§ Task objective
The expected answer is a verbatim transcription of the lines below, beginning with the first and ending with the line that holds "each like (174,304).", without pictures.
======
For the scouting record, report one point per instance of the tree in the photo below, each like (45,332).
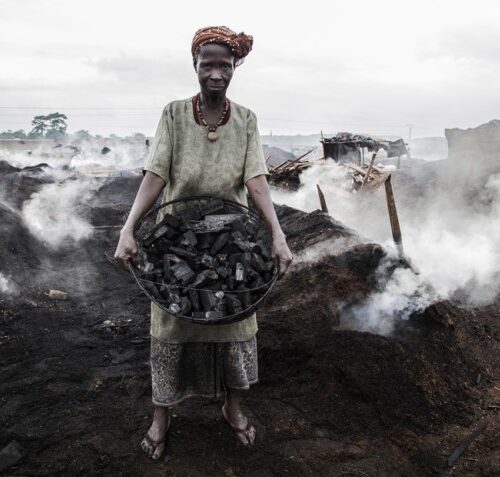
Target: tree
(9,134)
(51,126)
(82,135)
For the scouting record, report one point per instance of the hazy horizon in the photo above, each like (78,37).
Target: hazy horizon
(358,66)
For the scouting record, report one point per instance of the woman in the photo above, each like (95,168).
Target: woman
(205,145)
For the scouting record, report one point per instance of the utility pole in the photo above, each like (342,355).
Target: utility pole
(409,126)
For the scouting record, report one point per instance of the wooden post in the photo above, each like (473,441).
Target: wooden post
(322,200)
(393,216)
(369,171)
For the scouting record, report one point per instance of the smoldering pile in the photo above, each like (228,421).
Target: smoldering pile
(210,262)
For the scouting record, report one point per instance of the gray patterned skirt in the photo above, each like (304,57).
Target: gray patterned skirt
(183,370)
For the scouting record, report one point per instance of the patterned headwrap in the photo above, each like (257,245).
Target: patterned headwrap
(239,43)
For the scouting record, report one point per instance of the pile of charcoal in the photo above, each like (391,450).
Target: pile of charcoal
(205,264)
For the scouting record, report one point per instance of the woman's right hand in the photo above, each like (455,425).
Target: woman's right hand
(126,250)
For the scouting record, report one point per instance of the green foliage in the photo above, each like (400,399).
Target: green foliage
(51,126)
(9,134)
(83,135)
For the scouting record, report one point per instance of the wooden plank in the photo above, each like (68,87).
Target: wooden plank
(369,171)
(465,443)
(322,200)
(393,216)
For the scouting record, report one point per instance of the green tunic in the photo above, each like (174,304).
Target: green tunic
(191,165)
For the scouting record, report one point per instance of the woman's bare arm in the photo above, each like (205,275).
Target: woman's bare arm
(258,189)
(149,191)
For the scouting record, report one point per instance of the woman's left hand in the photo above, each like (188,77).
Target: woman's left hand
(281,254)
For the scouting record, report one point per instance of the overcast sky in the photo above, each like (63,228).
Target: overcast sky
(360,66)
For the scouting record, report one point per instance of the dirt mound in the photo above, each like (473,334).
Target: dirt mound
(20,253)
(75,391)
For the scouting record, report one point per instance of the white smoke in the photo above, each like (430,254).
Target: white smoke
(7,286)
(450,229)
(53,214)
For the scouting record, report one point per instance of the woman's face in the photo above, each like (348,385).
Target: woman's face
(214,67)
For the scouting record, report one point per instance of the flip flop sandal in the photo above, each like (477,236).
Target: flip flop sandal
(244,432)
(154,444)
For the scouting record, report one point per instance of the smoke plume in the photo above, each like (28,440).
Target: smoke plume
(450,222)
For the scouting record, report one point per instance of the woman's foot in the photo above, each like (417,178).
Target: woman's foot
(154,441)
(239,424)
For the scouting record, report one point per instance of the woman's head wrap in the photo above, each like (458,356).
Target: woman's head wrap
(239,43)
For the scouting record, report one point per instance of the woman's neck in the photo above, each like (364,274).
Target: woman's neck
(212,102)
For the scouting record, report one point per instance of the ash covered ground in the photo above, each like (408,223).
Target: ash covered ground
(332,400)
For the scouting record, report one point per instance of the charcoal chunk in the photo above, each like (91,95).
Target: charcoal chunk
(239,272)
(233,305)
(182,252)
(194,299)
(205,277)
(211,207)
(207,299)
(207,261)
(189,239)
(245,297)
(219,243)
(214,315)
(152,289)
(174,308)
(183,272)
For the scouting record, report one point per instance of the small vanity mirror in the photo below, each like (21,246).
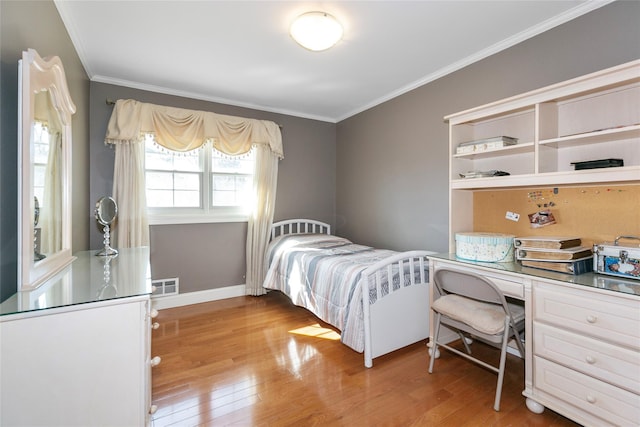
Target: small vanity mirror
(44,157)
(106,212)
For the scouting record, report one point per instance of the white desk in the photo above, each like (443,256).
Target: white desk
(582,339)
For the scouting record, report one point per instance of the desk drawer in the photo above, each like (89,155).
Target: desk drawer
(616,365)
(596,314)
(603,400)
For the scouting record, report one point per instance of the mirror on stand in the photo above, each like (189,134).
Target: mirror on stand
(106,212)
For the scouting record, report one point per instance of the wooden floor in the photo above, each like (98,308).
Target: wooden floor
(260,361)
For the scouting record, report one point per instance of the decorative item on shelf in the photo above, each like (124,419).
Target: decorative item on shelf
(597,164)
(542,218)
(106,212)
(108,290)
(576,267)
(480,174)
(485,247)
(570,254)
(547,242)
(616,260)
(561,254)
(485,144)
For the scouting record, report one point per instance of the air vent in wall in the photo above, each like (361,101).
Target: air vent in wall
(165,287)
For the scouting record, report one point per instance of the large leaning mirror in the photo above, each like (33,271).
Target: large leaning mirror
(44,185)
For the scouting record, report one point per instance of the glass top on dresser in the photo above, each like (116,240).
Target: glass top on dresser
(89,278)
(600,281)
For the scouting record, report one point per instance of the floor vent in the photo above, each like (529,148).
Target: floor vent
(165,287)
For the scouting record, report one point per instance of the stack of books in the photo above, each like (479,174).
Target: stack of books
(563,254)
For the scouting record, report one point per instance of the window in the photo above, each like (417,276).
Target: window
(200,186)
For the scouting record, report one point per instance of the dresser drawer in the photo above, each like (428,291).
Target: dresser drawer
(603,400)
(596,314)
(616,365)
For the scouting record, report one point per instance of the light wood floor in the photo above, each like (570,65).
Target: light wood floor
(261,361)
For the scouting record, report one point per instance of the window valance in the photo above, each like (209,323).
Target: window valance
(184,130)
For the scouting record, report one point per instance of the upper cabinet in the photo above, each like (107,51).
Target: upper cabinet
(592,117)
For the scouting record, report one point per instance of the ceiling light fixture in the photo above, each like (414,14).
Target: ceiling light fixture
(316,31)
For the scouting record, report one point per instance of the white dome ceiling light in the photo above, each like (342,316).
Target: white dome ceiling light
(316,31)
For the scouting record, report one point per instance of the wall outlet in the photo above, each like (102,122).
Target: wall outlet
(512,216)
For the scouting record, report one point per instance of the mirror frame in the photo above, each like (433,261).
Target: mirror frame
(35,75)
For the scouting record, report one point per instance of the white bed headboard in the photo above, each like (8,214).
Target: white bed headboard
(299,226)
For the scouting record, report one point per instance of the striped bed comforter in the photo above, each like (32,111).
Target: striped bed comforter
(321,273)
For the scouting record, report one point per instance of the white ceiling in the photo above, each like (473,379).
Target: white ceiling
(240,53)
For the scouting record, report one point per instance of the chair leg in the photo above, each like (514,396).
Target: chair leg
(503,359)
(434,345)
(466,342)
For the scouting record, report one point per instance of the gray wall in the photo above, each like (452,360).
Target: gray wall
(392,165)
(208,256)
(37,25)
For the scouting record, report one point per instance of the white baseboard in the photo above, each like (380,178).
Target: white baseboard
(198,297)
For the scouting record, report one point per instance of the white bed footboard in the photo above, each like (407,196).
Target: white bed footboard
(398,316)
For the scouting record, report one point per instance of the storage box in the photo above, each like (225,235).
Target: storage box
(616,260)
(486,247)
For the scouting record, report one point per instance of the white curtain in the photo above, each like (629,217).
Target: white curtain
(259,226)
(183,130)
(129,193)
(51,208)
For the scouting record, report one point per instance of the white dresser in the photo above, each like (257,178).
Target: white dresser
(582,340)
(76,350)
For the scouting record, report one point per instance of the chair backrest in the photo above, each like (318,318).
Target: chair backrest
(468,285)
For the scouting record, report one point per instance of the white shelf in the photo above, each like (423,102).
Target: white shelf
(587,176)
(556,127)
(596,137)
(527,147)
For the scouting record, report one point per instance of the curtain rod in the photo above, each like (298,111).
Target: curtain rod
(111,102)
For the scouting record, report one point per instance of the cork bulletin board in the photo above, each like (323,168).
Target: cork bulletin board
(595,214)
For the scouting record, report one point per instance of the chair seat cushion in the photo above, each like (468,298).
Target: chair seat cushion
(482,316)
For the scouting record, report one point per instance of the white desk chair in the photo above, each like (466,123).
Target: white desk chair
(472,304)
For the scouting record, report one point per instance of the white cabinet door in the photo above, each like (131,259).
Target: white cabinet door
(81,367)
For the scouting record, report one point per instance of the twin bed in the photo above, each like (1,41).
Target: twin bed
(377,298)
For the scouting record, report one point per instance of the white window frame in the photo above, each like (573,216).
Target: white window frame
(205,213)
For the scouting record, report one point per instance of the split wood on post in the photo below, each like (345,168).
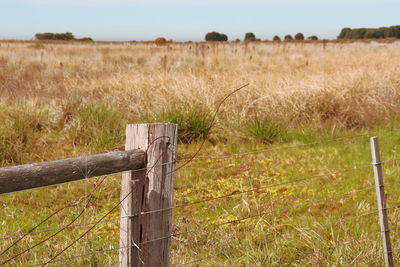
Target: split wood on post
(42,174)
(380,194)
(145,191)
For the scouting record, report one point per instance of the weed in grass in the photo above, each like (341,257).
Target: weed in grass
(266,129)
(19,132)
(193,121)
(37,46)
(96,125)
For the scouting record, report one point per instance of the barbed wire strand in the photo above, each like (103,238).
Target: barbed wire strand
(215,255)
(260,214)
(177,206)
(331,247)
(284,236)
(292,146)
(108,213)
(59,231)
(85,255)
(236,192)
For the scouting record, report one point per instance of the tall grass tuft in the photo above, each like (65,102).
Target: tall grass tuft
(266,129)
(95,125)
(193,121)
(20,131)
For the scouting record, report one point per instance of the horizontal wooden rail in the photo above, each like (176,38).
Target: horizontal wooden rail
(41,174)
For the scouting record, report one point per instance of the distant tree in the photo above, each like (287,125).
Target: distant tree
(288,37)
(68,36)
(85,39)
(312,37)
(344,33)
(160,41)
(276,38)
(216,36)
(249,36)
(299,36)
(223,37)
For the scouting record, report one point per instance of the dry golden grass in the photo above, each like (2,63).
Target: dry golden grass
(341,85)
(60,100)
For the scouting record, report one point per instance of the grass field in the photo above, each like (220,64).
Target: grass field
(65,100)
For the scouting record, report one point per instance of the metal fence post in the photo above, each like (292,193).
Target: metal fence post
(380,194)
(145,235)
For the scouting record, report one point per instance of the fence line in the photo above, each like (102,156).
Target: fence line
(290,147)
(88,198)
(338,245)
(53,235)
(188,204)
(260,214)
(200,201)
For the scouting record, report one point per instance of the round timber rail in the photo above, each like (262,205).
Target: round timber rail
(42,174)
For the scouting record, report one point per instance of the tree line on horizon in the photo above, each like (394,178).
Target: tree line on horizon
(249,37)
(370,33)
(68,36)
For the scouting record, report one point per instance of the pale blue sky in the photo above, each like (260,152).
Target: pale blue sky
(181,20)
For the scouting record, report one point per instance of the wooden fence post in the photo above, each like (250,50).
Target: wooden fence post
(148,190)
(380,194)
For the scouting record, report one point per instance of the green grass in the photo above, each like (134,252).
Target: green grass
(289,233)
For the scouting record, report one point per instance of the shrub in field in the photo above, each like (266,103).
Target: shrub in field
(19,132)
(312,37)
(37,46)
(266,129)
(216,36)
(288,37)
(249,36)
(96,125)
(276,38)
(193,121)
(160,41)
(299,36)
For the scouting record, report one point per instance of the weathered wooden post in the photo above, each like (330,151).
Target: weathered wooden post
======
§ Result
For the scouting record, report one point per instance of the tree in the photo below, each like (45,332).
Target: tree
(9,134)
(51,126)
(82,135)
For the scouting record, report one point per instance of the hazy horizon in the photo above, each like (78,37).
Target: hazy horizon
(358,66)
For the scouting record, report one point per instance of the woman in the photo above, each like (95,168).
Target: woman
(205,145)
For the scouting record, report one point per instance of the utility pole in the photo above, each like (342,355).
Target: utility pole
(409,126)
For the scouting record, report one point per instance of the wooden post in the photo above, each like (473,441).
Target: wooden post
(322,200)
(393,216)
(369,171)
For the scouting record, report one point per instance of the smoldering pile in the photo above, each like (228,421).
Target: smoldering pile
(210,262)
For the scouting record, report one point per instance of the gray patterned skirt in the photo above, each like (304,57).
Target: gray patterned skirt
(183,370)
For the scouting record, report one point per instance of the patterned headwrap in the photo above, each like (257,245).
Target: patterned headwrap
(239,43)
For the scouting record, report one point per instance of the pile of charcoal in the photo above, each like (391,450).
Target: pile of charcoal
(205,264)
For the scouting record, report one point per instance of the woman's right hand in the photo above, each like (455,425).
Target: woman's right hand
(126,250)
For the scouting record, report one point per instance of the green foliage in the photo above, each like (400,399).
Target: green foliage
(51,126)
(9,134)
(83,135)
For the scouting record, report one point per instance of the wooden plank in the photo above, each like (68,87).
Target: wooden plank
(369,171)
(465,443)
(322,200)
(393,216)
For the scouting record, report one point per instance of the green tunic in the photo above, each like (174,304).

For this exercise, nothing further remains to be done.